● **DOCUMENT PASSAGE**:
- Opening Delimiter -
Ask HN: OpenAI models vs. Gemini 2.5 Pro for coding and swe
4 endorphine 5 4/23/2025, 3:35:15 PM
In your experience, which of the two models (all of OpenAI vs Gemini 2.5 Pro) are better for having as assistants to ask SWE/software systems related questions and doing long and complex reasoning?
I'm debating whether there's any point in paying for ChatGPT vs. paying (or even using the free version) of Gemini 2.5 Pro.
I have the feeling that most HNers prefer the latter, however in livebench I think OpenAI surpasses Gemini for coding.
Regarding context windows, Gemini currently offers 1M tokens (reportedly increasing to 2M soon), GPT-4.1 also handles a large window of 1m tokens, and Claude provides 200k. In my experience testing them with large code files (around 3-4k lines), I found Gemini 2.5 Pro and Claude 3.7 Sonnet performed quite similarly, both handling the large context well and providing good solutions.
- Closing Delimiter -
● **REQUIRED ACTIONS**:
1. From the thread comparing OpenAI models with Gemini 2.5 Pro, extract the stretch from "Ask HN: OpenAI" through "Gemini 2.5 Pro." word for word.
2. Write what comes next in the thread comparing OpenAI models with Gemini 2.5 Pro, picking up after its last sentence.

● **DATASET**:
- Opening Delimiter -
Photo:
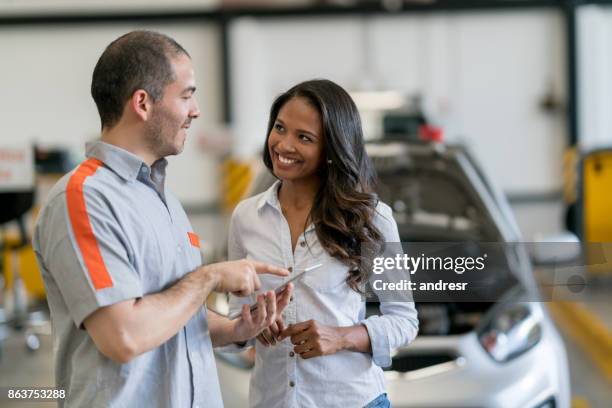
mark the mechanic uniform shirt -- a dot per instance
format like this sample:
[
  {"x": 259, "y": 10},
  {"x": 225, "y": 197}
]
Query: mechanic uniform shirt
- Closing Delimiter -
- Opening Delimiter -
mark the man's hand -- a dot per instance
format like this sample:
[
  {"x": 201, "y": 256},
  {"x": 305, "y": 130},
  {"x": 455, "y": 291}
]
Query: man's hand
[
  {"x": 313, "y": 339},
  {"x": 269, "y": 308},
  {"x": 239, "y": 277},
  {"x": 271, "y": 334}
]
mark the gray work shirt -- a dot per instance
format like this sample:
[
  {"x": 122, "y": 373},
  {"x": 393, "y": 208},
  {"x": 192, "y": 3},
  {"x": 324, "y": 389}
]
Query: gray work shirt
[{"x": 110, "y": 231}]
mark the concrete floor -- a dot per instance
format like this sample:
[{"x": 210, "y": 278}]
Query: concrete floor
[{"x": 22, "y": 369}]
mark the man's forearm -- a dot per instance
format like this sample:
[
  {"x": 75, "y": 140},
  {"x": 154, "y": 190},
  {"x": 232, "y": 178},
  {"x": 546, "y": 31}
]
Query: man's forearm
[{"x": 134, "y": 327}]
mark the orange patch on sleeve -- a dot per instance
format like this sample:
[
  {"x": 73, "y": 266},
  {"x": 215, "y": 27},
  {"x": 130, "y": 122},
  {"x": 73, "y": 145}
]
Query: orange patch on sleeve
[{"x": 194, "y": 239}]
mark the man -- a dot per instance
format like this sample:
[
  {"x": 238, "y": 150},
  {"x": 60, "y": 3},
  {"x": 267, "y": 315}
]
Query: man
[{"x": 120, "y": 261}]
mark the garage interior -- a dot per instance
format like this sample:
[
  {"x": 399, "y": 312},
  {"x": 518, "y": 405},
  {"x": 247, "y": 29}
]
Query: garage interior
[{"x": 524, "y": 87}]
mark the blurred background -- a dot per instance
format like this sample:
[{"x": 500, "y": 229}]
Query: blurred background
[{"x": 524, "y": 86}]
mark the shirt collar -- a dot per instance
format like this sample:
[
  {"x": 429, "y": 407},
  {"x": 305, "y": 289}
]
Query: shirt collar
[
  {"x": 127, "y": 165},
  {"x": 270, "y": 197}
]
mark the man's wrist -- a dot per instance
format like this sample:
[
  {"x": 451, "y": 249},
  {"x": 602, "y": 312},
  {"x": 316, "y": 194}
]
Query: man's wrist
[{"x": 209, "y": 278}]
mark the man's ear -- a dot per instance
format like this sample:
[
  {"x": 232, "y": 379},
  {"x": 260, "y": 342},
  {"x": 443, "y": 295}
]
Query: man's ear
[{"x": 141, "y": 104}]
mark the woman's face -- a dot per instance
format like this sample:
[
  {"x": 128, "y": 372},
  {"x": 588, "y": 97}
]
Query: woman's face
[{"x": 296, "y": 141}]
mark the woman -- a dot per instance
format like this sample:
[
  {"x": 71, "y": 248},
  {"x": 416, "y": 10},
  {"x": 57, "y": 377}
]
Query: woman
- Closing Delimiter -
● **ANSWERS TO THIS EXERCISE**:
1.
Ask HN: OpenAI models vs. Gemini 2.5 Pro for coding and swe
4 endorphine 5 4/23/2025, 3:35:15 PM
In your experience, which of the two models (all of OpenAI vs Gemini 2.5 Pro) are better for having as assistants to ask SWE/software systems related questions and doing long and complex reasoning?
I'm debating whether there's any point in paying for ChatGPT vs. paying (or even using the free version) of Gemini 2.5 Pro.

2.
However, my impression was that GPT-4.1 didn't perform quite as well, While GPT-4.1 is certainly capable, I feel Gemini has a slight edge in this area right now. Based on this, I'd lean towards using Gemini 2.5 Pro for extremely large contexts needing high-quality results, GPT-4.1 for backend logic, and found Claude 3.7 particularly effective for UI interface tasks.
Purely from a code quality perspective, they're all about the same, and they all generate code that rarely works for the first time. At least from my experience, and highly depending on language. For instance, Q-cli with Rust seems to generate better output for me than Gemini with Rust. And ChatGPT with JS gives me way better code than Claude with JS.
I honestly think that currently in the market, it's not really a choice of which is better, but which is the right tool for workflow and language.